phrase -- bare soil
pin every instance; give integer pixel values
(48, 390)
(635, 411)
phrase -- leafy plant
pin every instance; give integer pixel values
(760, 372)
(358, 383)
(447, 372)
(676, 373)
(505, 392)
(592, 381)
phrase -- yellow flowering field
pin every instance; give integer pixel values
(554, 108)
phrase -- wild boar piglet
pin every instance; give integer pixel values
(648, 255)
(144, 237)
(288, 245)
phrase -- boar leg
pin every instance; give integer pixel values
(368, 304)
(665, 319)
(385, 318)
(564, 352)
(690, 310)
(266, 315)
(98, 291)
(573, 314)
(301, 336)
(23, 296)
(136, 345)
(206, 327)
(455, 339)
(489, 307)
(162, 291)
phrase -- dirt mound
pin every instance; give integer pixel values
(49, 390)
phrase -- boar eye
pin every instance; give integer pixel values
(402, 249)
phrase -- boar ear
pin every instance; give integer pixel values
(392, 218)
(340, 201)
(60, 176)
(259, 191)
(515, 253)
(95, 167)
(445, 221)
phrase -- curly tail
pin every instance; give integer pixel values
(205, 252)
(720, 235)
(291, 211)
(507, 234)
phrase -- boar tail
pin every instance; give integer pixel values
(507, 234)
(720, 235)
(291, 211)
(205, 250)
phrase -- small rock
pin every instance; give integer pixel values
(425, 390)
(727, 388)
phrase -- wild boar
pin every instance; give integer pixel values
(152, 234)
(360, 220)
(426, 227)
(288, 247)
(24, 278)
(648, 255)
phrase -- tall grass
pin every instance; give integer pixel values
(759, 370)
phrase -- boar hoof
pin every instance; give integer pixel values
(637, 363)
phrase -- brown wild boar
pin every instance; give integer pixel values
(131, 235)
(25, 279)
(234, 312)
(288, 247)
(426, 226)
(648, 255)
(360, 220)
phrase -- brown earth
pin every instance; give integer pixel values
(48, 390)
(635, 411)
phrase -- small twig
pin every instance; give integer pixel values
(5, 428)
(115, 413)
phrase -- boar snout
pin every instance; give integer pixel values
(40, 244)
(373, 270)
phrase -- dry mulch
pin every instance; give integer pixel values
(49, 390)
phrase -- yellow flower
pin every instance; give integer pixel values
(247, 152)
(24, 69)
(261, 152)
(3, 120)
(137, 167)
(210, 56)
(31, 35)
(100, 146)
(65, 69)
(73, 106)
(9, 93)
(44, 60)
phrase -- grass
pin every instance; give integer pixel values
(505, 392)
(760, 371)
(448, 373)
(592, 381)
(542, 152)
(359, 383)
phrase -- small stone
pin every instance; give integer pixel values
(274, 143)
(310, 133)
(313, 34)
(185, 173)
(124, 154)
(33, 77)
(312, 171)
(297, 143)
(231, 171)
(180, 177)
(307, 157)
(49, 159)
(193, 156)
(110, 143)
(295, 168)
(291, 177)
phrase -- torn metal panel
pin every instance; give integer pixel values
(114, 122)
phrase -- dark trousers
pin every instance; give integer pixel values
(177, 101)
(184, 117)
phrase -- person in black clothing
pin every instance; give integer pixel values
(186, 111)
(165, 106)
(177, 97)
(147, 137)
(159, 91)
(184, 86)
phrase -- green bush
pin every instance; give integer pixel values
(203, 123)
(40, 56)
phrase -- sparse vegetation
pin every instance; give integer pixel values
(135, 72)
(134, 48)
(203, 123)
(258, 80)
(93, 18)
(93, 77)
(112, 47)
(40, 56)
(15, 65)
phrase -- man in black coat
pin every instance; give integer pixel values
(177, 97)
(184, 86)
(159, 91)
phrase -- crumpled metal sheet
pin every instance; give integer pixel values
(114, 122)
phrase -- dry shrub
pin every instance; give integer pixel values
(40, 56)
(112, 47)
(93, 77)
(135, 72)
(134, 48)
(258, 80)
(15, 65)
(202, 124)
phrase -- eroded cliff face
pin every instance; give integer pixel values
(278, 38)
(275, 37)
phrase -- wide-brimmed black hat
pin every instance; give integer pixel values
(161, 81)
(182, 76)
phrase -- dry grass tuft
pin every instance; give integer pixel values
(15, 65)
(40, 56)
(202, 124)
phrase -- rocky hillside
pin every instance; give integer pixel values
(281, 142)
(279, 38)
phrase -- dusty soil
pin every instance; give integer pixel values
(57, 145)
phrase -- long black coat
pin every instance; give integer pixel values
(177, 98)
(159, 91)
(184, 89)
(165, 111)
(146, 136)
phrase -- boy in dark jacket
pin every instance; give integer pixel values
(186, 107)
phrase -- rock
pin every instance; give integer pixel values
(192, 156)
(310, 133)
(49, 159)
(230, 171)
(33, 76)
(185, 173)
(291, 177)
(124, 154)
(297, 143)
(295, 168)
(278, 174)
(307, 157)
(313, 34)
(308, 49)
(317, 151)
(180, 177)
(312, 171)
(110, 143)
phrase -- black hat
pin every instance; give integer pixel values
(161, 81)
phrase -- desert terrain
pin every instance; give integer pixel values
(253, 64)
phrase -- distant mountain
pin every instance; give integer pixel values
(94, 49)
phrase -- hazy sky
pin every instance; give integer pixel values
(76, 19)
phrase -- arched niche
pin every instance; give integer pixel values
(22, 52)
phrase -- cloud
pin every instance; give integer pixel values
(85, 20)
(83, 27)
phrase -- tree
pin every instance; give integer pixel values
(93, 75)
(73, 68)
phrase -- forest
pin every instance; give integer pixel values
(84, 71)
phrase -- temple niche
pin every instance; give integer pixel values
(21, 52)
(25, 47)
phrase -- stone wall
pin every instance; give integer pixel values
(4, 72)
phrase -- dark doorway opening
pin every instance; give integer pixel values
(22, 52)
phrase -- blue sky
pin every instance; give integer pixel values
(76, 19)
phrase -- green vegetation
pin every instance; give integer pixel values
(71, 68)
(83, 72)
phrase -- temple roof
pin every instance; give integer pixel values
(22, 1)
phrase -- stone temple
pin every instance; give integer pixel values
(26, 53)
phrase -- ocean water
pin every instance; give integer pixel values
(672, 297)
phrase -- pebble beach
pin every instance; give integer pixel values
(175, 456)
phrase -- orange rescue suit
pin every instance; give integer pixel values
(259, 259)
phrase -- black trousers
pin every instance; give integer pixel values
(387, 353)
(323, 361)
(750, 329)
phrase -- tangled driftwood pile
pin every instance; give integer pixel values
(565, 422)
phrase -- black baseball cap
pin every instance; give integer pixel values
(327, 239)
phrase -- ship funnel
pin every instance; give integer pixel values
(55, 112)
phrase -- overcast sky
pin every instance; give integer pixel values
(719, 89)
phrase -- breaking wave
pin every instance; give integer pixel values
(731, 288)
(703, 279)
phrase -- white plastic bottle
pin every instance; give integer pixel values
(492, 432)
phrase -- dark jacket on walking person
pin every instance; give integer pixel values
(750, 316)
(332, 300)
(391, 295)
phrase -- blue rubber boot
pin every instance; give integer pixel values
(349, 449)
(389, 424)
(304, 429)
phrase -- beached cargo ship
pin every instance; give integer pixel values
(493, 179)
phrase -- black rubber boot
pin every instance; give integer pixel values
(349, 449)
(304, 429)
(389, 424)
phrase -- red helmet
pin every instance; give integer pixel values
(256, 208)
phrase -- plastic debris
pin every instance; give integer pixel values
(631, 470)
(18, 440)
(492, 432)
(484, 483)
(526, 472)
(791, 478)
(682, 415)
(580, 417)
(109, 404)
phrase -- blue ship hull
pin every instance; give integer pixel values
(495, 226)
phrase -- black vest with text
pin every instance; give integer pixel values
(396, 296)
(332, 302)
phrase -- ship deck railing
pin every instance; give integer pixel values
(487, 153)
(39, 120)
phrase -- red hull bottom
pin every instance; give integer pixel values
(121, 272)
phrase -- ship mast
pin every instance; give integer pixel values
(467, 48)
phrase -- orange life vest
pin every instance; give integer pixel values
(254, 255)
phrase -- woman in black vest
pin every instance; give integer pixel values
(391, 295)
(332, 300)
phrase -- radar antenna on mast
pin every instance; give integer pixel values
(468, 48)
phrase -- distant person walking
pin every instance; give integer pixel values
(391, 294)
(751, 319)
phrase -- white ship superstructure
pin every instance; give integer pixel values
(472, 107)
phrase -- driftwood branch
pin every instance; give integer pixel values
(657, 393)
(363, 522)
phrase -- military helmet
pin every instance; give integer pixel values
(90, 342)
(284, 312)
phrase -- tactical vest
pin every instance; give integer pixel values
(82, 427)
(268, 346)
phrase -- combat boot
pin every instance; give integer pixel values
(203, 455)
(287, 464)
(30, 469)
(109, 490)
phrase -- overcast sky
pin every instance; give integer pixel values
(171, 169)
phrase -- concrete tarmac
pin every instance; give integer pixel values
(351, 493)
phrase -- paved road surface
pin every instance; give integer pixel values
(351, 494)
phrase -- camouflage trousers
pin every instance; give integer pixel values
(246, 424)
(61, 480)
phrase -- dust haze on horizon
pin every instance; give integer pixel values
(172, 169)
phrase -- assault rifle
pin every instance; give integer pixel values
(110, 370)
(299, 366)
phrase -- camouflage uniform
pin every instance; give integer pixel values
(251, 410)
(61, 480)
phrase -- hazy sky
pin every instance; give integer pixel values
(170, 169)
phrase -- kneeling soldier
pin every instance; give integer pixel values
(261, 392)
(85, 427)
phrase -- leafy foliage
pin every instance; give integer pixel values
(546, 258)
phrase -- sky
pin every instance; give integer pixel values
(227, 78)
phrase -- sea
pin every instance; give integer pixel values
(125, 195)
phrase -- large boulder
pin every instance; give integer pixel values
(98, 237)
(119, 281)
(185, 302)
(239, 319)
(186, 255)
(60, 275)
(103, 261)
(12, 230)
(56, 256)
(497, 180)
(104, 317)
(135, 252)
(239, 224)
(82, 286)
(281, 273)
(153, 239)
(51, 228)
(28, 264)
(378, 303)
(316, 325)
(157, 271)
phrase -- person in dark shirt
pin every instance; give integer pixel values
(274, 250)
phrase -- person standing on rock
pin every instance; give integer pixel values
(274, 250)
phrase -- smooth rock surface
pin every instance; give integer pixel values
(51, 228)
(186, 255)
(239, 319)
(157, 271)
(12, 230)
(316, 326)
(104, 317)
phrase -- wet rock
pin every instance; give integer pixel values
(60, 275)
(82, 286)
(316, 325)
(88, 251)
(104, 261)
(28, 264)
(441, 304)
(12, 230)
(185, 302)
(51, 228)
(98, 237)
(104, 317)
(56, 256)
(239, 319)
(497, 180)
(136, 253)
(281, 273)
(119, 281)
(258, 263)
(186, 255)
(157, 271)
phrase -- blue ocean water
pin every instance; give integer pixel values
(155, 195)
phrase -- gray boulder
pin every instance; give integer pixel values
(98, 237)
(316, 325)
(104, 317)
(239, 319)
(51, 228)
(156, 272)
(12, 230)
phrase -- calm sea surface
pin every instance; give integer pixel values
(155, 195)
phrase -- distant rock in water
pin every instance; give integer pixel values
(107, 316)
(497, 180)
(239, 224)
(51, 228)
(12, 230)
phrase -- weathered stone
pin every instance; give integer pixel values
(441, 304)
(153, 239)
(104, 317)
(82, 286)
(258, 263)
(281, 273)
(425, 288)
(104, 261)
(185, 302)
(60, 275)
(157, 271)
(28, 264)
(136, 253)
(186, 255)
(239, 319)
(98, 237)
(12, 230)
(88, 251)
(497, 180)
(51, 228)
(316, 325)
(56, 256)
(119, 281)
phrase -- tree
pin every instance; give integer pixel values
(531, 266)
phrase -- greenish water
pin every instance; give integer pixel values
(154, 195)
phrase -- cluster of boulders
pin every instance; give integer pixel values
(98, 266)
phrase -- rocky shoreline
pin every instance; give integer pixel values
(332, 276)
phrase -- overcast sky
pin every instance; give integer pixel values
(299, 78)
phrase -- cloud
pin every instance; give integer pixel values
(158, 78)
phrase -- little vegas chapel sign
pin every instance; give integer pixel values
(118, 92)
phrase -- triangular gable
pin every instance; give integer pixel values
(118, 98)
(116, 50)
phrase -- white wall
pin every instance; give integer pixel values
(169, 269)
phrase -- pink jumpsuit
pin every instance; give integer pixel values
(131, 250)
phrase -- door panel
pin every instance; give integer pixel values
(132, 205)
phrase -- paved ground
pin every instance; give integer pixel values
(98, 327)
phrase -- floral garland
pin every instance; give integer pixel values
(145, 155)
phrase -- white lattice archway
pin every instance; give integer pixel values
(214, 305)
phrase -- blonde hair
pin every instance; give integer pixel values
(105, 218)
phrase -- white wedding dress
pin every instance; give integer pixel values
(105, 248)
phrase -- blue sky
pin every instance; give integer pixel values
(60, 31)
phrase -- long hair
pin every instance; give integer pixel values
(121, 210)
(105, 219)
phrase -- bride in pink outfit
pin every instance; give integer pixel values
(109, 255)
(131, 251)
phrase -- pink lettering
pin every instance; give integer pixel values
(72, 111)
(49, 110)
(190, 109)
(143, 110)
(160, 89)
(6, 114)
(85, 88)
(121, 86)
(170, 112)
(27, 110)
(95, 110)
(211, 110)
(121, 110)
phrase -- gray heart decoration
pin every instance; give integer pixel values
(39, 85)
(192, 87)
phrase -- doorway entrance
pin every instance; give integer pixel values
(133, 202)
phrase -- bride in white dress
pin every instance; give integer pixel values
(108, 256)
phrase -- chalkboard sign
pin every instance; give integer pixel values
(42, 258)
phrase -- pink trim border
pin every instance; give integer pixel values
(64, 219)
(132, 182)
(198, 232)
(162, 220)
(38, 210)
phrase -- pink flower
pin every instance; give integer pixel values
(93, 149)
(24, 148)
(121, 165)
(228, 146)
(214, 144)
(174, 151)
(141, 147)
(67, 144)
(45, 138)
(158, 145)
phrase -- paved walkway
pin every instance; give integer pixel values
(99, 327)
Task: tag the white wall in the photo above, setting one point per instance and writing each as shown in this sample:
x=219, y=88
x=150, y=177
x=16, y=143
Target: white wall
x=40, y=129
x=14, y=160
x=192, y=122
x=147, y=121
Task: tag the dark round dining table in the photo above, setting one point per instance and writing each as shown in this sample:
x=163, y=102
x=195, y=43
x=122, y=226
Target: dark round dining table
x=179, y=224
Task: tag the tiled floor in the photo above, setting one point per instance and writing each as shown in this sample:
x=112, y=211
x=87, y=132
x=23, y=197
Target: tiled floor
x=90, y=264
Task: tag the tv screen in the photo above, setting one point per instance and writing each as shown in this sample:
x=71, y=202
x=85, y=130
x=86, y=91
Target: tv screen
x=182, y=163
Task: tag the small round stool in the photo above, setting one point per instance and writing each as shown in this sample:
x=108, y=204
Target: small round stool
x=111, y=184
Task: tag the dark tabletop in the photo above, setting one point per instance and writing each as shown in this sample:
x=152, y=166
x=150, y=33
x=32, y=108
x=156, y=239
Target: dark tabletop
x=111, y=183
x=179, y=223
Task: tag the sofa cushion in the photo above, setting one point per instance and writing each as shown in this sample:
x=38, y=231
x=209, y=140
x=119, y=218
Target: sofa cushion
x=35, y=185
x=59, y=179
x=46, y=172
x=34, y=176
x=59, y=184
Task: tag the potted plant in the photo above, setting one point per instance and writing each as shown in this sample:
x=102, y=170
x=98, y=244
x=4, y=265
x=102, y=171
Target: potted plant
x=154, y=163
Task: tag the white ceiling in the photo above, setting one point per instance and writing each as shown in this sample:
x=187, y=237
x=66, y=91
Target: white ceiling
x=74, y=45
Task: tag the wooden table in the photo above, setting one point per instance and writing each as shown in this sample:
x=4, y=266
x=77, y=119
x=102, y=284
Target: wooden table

To do:
Reproduce the lines word for word, starting at the one holding "phrase -- pink flower" and ending at the final line of the material above.

The answer:
phrase -- pink flower
pin every instance; give integer pixel values
(93, 149)
(24, 148)
(121, 165)
(228, 146)
(214, 144)
(174, 151)
(141, 147)
(67, 144)
(45, 138)
(158, 145)
phrase -- paved walkway
pin every instance; give integer pixel values
(99, 327)
Task: tag the white wall in the photo above, setting one point per instance and writing each as shown in this sample:
x=219, y=88
x=150, y=177
x=16, y=143
Target: white wall
x=40, y=129
x=14, y=160
x=192, y=122
x=147, y=121
Task: tag the dark round dining table in the photo above, setting one point per instance and writing each as shown in this sample:
x=163, y=102
x=195, y=43
x=122, y=226
Target: dark round dining table
x=179, y=224
Task: tag the tiled floor in the photo above, setting one point per instance and writing each as shown in this sample:
x=112, y=211
x=87, y=132
x=23, y=197
Target: tiled floor
x=90, y=264
Task: tag the tv screen in the photo above, setting one point per instance and writing each as shown in this sample:
x=71, y=202
x=85, y=130
x=86, y=91
Target: tv screen
x=182, y=163
Task: tag the small round stool in the photo above, setting one point per instance and writing each as shown in this sample:
x=108, y=204
Target: small round stool
x=111, y=184
Task: tag the dark tabletop in the photo above, setting one point per instance and writing each as shown in this sample:
x=152, y=166
x=150, y=33
x=32, y=108
x=156, y=239
Target: dark tabletop
x=111, y=183
x=179, y=223
Task: tag the sofa cushion in the photo above, setting one point per instance and writing each as shown in this sample:
x=38, y=231
x=209, y=140
x=119, y=218
Target: sofa cushion
x=35, y=185
x=59, y=179
x=46, y=172
x=34, y=176
x=59, y=184
Task: tag the potted plant in the photo above, setting one point per instance and writing each as shown in this sample:
x=102, y=170
x=98, y=244
x=4, y=265
x=102, y=171
Target: potted plant
x=154, y=163
Task: tag the white ceiling in the photo above, setting one point per instance and writing each as shown in this sample:
x=187, y=237
x=66, y=91
Target: white ceiling
x=74, y=45
Task: tag the wooden table in the photo above, setting one point per instance and writing each as shown in this sample:
x=4, y=266
x=77, y=119
x=102, y=284
Target: wooden table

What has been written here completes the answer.